Coordinate annotation entries
----
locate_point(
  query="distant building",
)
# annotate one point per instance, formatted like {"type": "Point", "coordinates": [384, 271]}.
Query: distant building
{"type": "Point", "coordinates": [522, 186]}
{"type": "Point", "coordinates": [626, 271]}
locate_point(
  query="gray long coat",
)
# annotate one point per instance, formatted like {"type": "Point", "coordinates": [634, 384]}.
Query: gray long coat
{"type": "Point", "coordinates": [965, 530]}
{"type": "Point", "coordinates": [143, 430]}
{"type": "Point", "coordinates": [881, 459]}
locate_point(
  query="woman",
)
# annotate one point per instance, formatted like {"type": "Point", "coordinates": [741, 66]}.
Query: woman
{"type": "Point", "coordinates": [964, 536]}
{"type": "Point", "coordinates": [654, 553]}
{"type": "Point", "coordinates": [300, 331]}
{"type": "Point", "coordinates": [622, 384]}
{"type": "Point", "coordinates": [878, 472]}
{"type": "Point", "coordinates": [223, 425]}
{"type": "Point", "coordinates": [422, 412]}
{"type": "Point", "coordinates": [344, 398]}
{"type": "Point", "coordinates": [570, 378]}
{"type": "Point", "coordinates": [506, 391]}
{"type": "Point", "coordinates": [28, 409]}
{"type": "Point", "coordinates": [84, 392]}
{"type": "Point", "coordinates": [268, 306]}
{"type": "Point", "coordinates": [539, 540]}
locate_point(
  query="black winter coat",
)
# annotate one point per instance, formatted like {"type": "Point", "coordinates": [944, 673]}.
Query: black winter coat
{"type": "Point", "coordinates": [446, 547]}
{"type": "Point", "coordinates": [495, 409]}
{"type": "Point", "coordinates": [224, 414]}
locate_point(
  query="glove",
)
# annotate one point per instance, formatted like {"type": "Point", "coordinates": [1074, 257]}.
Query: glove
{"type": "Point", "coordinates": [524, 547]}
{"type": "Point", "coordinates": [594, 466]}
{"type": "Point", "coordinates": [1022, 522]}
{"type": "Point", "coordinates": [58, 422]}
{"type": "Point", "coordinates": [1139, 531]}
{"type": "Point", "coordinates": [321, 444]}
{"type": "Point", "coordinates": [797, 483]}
----
* **Challenge**: Please convert the rows above into a JSON list of strings with one string per line, leaving out any blank lines.

* **Answer to the task**:
[
  "locate_point(",
  "  query=\"distant building\",",
  ")",
  "# annotate one point per instance, formatted like {\"type\": \"Point\", \"coordinates\": [384, 271]}.",
  "Query: distant building",
  "{\"type\": \"Point\", \"coordinates\": [522, 186]}",
  "{\"type\": \"Point\", \"coordinates\": [626, 271]}",
  "locate_point(",
  "  query=\"gray long coat\",",
  ")",
  "# annotate one point per instance, formatted like {\"type\": \"Point\", \"coordinates\": [634, 384]}.",
  "Query: gray long coat",
  "{\"type\": \"Point\", \"coordinates\": [965, 530]}",
  "{\"type\": \"Point\", \"coordinates\": [143, 430]}",
  "{\"type\": \"Point\", \"coordinates\": [881, 459]}",
  "locate_point(",
  "  query=\"woman\",",
  ")",
  "# annotate one point per instance, formatted like {\"type\": \"Point\", \"coordinates\": [741, 66]}.",
  "Query: woman",
  "{\"type\": \"Point\", \"coordinates\": [964, 536]}",
  "{\"type\": \"Point\", \"coordinates\": [654, 553]}",
  "{\"type\": \"Point\", \"coordinates\": [300, 331]}",
  "{\"type\": \"Point\", \"coordinates\": [622, 384]}",
  "{\"type\": \"Point\", \"coordinates\": [878, 472]}",
  "{\"type\": \"Point\", \"coordinates\": [223, 425]}",
  "{\"type\": \"Point\", \"coordinates\": [422, 412]}",
  "{\"type\": \"Point\", \"coordinates\": [344, 398]}",
  "{\"type\": \"Point\", \"coordinates\": [570, 378]}",
  "{\"type\": \"Point\", \"coordinates\": [506, 391]}",
  "{\"type\": \"Point\", \"coordinates\": [28, 409]}",
  "{\"type\": \"Point\", \"coordinates\": [84, 392]}",
  "{\"type\": \"Point\", \"coordinates\": [268, 306]}",
  "{\"type\": \"Point\", \"coordinates\": [539, 540]}",
  "locate_point(",
  "  query=\"black winter coat\",",
  ")",
  "# annotate one point per instance, formatted like {\"type\": \"Point\", \"coordinates\": [944, 673]}.",
  "Query: black winter coat",
  "{\"type\": \"Point\", \"coordinates\": [446, 547]}",
  "{\"type\": \"Point\", \"coordinates\": [495, 409]}",
  "{\"type\": \"Point\", \"coordinates\": [224, 414]}",
  "locate_point(",
  "  query=\"glove\",",
  ")",
  "# annotate one point per instance, formatted like {\"type\": \"Point\", \"coordinates\": [1074, 257]}.",
  "Query: glove",
  "{\"type\": \"Point\", \"coordinates\": [524, 547]}",
  "{\"type\": \"Point\", \"coordinates\": [594, 466]}",
  "{\"type\": \"Point\", \"coordinates\": [1022, 522]}",
  "{\"type\": \"Point\", \"coordinates\": [58, 422]}",
  "{\"type\": \"Point\", \"coordinates\": [1139, 531]}",
  "{\"type\": \"Point\", \"coordinates\": [321, 444]}",
  "{\"type\": \"Point\", \"coordinates\": [797, 483]}"
]